**STATED GOAL**
Please pull out each line of the listing below that contains the string "scaled".
>>
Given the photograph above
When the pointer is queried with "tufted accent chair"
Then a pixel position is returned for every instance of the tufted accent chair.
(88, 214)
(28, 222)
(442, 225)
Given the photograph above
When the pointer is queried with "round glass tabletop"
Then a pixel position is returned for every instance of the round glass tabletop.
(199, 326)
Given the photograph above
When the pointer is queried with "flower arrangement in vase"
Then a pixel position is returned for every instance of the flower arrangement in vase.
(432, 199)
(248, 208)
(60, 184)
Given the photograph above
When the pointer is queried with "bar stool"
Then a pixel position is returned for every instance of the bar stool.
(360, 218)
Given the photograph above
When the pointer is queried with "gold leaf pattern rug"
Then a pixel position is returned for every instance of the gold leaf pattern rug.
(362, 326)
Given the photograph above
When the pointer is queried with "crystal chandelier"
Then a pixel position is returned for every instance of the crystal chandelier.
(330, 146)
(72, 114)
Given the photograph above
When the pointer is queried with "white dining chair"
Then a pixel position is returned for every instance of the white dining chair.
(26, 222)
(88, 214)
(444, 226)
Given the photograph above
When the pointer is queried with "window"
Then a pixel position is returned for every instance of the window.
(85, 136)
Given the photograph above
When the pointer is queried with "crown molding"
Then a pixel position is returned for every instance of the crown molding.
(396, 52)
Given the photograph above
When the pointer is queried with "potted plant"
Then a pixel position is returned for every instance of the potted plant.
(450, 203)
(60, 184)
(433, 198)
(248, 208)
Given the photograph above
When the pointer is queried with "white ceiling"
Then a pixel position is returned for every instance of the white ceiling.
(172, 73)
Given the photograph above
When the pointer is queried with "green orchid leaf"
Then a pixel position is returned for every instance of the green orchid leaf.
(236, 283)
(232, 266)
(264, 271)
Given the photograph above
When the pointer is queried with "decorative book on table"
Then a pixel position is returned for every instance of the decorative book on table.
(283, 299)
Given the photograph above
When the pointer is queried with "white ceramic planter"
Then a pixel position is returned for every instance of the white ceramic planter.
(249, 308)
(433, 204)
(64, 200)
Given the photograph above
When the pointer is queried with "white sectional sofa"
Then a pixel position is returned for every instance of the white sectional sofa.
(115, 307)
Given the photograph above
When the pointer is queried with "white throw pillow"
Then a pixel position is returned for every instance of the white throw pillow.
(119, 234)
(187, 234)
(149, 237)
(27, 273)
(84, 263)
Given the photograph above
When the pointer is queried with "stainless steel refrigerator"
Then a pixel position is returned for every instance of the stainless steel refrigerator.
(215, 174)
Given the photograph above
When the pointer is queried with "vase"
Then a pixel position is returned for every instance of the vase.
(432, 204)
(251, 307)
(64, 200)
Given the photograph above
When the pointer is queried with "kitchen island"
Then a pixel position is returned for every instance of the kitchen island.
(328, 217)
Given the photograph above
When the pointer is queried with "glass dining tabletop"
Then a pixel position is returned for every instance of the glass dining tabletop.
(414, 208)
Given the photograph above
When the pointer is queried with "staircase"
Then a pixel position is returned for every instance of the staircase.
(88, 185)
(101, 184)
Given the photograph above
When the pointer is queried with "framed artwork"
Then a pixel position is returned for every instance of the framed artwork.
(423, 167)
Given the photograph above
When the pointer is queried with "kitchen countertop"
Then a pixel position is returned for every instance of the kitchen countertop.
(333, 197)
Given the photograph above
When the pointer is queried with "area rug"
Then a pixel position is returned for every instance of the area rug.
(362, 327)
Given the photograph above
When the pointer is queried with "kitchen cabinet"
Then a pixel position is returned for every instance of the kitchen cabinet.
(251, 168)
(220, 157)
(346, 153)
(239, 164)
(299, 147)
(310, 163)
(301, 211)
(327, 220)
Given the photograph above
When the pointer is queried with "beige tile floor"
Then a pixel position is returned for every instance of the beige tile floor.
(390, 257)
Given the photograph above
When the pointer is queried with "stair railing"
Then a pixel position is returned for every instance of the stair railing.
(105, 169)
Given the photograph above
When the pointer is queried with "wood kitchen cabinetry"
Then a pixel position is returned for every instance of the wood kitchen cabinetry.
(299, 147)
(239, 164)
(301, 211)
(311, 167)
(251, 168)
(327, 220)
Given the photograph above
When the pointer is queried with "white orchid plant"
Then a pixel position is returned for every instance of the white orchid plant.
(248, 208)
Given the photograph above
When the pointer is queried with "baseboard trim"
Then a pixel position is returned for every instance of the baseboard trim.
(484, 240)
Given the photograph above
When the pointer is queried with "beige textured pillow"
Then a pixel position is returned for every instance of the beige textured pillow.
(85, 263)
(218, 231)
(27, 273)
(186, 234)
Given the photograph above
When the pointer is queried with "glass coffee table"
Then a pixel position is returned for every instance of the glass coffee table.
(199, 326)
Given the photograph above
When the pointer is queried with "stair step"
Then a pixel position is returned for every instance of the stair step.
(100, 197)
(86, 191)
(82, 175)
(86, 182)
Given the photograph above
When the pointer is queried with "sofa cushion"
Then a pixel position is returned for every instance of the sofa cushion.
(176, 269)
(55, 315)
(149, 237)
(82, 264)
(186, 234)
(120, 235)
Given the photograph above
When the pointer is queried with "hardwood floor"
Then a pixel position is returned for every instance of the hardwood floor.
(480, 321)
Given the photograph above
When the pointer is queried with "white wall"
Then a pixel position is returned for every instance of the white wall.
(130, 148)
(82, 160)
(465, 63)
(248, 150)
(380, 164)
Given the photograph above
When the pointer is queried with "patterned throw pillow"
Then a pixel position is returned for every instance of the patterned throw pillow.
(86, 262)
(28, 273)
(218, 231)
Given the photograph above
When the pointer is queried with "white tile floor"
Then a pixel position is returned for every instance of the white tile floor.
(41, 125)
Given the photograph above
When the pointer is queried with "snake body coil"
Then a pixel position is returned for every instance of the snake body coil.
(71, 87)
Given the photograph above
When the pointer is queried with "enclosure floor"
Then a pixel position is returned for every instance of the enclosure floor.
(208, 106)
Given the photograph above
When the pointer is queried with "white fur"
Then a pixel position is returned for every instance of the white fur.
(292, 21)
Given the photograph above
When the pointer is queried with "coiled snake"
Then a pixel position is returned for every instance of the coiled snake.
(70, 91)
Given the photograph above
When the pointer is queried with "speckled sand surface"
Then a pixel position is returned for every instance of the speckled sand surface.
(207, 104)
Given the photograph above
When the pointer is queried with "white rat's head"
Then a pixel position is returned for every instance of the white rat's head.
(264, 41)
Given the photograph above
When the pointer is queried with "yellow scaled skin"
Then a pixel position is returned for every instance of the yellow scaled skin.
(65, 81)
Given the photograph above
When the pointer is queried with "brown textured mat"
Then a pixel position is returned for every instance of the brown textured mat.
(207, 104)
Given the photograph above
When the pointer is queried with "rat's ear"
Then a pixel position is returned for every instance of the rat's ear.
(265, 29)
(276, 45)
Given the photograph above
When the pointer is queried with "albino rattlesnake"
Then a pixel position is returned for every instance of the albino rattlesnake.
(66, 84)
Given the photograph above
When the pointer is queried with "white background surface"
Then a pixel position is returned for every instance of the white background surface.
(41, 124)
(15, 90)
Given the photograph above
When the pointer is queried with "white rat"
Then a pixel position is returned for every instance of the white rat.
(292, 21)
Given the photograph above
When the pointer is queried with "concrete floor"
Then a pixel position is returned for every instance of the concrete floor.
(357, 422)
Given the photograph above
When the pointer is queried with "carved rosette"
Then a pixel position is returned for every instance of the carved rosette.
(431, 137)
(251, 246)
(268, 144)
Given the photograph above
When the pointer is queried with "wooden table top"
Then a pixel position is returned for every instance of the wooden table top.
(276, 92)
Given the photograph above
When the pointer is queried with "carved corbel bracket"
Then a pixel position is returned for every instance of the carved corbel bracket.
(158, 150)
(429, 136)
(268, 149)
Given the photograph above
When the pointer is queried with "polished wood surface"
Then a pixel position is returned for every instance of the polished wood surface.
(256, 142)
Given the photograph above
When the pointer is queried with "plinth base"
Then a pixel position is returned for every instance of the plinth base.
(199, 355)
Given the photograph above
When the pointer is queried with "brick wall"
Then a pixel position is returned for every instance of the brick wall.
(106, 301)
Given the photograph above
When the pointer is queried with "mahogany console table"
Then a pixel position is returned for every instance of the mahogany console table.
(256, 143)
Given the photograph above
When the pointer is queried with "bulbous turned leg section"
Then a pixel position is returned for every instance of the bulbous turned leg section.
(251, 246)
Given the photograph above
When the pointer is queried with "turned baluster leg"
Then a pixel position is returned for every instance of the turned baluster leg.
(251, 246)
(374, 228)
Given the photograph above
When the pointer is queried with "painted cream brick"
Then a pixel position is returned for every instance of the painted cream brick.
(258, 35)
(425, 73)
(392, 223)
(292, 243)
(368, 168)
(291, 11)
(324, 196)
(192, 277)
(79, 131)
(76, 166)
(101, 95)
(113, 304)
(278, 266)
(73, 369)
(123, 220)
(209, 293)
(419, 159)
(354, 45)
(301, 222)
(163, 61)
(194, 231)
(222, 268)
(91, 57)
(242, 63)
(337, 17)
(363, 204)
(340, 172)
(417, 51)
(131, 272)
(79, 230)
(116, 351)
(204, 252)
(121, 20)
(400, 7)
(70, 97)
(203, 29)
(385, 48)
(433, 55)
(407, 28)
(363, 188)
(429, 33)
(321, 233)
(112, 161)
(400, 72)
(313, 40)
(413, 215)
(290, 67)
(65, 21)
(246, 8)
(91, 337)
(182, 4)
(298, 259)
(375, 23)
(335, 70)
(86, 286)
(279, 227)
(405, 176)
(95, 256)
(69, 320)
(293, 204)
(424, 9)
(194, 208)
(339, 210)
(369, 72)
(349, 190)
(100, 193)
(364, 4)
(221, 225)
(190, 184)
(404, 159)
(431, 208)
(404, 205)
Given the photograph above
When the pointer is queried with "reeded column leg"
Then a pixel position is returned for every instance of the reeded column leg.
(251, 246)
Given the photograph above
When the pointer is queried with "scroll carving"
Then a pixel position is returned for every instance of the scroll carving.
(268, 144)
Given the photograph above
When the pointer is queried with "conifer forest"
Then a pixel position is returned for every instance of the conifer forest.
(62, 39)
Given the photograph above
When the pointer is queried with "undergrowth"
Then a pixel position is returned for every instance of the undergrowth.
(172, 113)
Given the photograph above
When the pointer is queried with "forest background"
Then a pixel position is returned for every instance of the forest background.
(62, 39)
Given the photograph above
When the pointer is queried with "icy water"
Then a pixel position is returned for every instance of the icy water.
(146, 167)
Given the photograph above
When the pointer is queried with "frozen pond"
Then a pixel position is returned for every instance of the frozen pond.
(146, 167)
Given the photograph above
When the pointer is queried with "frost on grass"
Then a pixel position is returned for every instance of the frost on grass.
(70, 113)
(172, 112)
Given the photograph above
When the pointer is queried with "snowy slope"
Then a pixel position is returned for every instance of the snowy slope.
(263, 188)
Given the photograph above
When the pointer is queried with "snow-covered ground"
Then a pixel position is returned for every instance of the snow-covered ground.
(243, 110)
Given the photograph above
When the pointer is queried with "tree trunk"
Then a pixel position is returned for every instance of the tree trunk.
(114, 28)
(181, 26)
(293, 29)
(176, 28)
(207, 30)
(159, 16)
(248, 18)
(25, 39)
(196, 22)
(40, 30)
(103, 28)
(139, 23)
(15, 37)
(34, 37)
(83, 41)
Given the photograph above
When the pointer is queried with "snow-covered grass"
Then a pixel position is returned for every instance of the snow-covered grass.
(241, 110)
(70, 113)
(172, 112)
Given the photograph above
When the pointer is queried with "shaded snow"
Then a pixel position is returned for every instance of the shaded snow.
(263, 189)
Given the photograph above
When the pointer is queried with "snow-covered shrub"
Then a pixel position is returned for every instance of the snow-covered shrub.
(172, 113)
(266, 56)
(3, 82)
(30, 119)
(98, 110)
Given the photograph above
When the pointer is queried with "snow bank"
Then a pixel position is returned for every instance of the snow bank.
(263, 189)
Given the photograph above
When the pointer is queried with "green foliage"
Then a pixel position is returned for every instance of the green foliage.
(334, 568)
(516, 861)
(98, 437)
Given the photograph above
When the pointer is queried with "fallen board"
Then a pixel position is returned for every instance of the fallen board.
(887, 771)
<<
**ANSWER TO THE TASK**
When the pointer is queried with "yellow scaled skin"
Then a pixel position is returned for every instance of the yellow scaled skin.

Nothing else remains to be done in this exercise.